Pleasant Plains, Wednesday, 31 October 2007 17:01 (eighteen years ago)

You are doing it, PP.

Tracer Hand, Wednesday, 31 October 2007 17:02 (eighteen years ago)

The thing, you're doing it.

Tracer Hand, Wednesday, 31 October 2007 17:02 (eighteen years ago)

Yeah, Alba, I know -- I'm just talking about Grimly's apparent rejection of all "savings."

P.S. Before y'all UKers get all sneery about the S you should probably consider that your S-less version is in desperate need of a hyphen -- if it's about saving daylight, then it's Daylight-Saving Time

nabisco, Wednesday, 31 October 2007 17:03 (eighteen years ago)

we don't call it that

RJG, Wednesday, 31 October 2007 17:04 (eighteen years ago)

● Source data
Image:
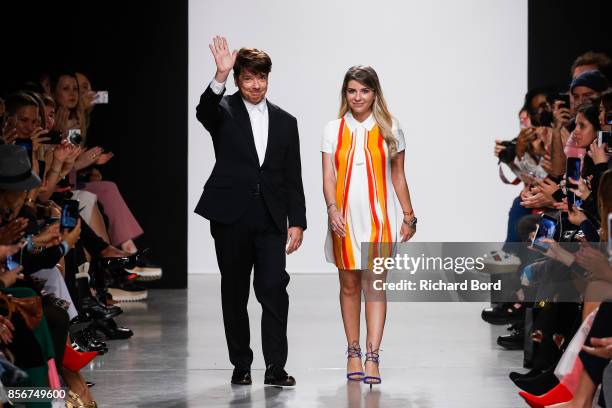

● Brief
Reproduce the part of the forum thread above, starting with "P.S. Before y'all" and going on through "17:03 (eighteen years ago)".

● Response
P.S. Before y'all UKers get all sneery about the S you should probably consider that your S-less version is in desperate need of a hyphen -- if it's about saving daylight, then it's Daylight-Saving Time

nabisco, Wednesday, 31 October 2007 17:03 (eighteen years ago)